◆ **Aim**
Write out the listing below from the line containing "For every instance of the large" to its last line, unaltered, ends included.

[Location labeling records]
— START —

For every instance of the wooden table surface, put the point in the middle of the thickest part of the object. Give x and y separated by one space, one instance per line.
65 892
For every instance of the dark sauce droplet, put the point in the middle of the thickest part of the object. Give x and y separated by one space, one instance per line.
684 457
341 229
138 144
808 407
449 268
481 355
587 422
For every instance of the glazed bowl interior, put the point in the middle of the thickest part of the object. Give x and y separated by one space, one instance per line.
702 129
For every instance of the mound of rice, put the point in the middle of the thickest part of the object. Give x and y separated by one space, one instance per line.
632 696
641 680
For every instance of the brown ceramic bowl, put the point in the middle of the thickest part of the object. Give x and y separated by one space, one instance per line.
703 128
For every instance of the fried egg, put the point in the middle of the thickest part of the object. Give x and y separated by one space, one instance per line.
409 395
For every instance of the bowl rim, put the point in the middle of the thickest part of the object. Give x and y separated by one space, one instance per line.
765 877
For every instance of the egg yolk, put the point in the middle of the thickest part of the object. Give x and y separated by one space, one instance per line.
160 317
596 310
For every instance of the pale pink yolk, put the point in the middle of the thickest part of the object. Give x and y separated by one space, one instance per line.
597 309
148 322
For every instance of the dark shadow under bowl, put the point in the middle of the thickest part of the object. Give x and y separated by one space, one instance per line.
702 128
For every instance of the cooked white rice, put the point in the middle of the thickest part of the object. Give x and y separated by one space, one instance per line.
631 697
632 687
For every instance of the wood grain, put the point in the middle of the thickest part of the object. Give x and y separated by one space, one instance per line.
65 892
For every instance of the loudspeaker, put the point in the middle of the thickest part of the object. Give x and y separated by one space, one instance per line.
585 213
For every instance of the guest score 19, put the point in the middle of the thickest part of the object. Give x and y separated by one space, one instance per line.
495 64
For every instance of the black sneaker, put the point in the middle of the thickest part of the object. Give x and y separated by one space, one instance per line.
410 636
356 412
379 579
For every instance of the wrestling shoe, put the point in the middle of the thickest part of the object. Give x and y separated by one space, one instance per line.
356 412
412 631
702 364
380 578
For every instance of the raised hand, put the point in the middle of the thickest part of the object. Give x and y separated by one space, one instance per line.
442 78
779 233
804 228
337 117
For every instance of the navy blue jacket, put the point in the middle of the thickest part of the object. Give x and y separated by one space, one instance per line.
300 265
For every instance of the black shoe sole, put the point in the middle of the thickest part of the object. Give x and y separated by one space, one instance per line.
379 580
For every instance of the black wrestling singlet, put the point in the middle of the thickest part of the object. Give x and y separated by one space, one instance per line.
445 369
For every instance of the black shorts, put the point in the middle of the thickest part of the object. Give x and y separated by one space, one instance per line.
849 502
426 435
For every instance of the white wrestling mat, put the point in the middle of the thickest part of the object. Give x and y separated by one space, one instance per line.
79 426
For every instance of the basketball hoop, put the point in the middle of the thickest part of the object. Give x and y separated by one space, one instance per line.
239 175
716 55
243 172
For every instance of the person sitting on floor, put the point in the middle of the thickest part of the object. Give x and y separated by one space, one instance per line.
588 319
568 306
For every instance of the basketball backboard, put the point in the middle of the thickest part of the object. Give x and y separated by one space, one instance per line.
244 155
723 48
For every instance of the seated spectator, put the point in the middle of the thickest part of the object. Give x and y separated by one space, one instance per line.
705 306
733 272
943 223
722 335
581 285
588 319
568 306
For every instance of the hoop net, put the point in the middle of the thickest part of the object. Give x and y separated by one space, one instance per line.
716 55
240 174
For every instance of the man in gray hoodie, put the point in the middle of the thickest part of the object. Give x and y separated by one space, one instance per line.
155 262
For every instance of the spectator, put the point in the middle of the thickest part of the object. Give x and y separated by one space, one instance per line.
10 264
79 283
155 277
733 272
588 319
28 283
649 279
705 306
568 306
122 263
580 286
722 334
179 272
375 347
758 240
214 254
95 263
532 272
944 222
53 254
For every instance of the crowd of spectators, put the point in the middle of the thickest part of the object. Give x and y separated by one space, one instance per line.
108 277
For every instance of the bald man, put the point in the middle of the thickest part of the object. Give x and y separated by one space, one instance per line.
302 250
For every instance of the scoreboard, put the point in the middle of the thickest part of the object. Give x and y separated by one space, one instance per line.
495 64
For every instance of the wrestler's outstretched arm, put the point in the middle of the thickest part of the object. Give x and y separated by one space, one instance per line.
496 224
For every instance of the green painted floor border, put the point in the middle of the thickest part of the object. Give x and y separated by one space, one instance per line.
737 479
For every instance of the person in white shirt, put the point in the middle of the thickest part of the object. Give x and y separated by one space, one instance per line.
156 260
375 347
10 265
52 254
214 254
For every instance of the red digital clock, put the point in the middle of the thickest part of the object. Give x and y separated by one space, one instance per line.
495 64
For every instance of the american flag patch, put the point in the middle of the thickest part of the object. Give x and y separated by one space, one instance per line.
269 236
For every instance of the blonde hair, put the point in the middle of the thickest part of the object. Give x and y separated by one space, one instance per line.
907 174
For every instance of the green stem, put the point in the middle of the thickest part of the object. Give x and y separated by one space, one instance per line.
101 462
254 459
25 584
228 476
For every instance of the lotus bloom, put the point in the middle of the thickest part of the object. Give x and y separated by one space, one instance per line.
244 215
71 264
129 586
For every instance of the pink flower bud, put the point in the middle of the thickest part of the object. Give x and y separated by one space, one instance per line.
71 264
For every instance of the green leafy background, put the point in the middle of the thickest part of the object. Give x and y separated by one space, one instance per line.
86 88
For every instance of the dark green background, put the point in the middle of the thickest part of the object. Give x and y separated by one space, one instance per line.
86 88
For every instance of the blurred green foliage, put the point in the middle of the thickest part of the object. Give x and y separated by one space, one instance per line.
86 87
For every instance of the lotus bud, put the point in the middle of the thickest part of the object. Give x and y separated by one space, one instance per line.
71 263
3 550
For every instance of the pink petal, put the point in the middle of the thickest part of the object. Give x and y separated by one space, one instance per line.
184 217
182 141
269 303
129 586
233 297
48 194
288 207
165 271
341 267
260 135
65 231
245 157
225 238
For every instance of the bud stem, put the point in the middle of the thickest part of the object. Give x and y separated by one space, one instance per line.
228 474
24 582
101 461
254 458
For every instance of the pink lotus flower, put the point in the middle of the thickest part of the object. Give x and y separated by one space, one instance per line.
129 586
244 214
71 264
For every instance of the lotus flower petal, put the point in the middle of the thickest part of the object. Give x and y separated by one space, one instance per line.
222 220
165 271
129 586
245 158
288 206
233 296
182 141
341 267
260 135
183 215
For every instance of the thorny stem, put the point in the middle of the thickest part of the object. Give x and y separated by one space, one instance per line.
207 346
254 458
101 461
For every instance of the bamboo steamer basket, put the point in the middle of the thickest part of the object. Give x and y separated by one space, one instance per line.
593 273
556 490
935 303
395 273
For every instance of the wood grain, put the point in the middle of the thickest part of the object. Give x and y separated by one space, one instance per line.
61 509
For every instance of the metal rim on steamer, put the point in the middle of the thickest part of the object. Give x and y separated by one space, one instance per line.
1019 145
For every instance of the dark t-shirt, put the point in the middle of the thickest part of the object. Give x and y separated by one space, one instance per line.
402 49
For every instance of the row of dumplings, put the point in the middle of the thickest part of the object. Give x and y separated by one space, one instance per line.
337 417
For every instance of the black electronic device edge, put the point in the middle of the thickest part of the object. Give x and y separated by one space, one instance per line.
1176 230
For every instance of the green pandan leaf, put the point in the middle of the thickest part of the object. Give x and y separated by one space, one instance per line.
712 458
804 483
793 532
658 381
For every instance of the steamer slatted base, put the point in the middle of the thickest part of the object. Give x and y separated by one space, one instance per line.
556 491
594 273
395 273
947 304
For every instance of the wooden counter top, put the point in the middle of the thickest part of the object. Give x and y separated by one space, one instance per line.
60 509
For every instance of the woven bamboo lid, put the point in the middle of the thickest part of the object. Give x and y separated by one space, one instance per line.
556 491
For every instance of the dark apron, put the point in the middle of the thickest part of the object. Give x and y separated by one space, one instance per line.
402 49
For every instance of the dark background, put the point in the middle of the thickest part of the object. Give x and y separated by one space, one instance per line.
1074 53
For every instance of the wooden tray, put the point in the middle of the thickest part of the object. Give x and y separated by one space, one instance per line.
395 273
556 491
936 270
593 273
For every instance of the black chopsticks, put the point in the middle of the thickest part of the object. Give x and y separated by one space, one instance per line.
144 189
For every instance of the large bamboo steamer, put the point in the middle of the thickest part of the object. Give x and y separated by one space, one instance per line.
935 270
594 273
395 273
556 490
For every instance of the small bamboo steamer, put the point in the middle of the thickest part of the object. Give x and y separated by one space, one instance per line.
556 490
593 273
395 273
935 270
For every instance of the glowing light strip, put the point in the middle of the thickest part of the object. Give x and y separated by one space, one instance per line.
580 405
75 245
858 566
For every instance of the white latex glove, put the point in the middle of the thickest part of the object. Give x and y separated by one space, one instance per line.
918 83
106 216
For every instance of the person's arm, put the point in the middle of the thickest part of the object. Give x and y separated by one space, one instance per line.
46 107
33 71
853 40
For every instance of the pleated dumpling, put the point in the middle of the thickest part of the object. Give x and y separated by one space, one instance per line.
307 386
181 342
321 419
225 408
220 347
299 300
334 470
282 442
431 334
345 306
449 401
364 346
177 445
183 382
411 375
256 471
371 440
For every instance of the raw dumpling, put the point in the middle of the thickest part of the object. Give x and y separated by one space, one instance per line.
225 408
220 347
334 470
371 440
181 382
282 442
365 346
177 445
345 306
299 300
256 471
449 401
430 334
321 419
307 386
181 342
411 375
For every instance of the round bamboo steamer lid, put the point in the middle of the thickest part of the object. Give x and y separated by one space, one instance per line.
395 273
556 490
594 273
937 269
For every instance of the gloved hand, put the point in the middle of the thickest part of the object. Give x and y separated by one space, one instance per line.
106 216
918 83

— END —

◆ **Completed exercise**
For every instance of the large bamboo steamer, put the point in the middle of the thickest part of the object. Give x and y separated by one space, one instance per line.
935 270
594 273
395 273
556 490
For every instance of the small bamboo steamer, put the point in the middle of the thickest part of the object. Give x and y separated by one space, one instance per line.
556 490
593 273
395 273
935 270
For every instance of the glowing light strip, put the point in the middle of the thickest part of the object. Give x and y separated by one space, one instance per line.
580 405
75 245
858 566
For every instance of the white latex glove, put the point in the middle of the thickest part of the object. Give x and y separated by one space, one instance per line.
918 83
106 216
For every instance of the person's arm, put the point in the middle of the thickest part of the object. Give x and y separated by one space, one instance per line.
46 107
33 71
853 40
For every instance of the pleated dumpling, put the point in the middle of the thickest part of the object. Give x and y separated by one space, one instance per line.
307 386
181 342
321 419
225 408
220 347
299 300
334 470
282 442
431 334
345 306
449 401
364 346
177 445
183 382
411 375
256 471
371 440
For every instance of the raw dumpling, put the point in the middle of the thickest part of the object. Give x and y separated by one space, one instance per line.
225 408
220 347
334 470
371 440
181 382
282 442
365 346
177 445
345 306
299 300
256 471
449 401
430 334
321 419
307 386
181 342
411 375
For every instance of the round bamboo steamer lid, put the point in the middle of the thickest part of the object. Give x and y separated by one space, one instance per line.
395 273
556 490
594 273
937 269
For every instance of the gloved hand, put the point in the middle of the thickest part of the object. Give x and y separated by one space, one instance per line.
106 216
918 83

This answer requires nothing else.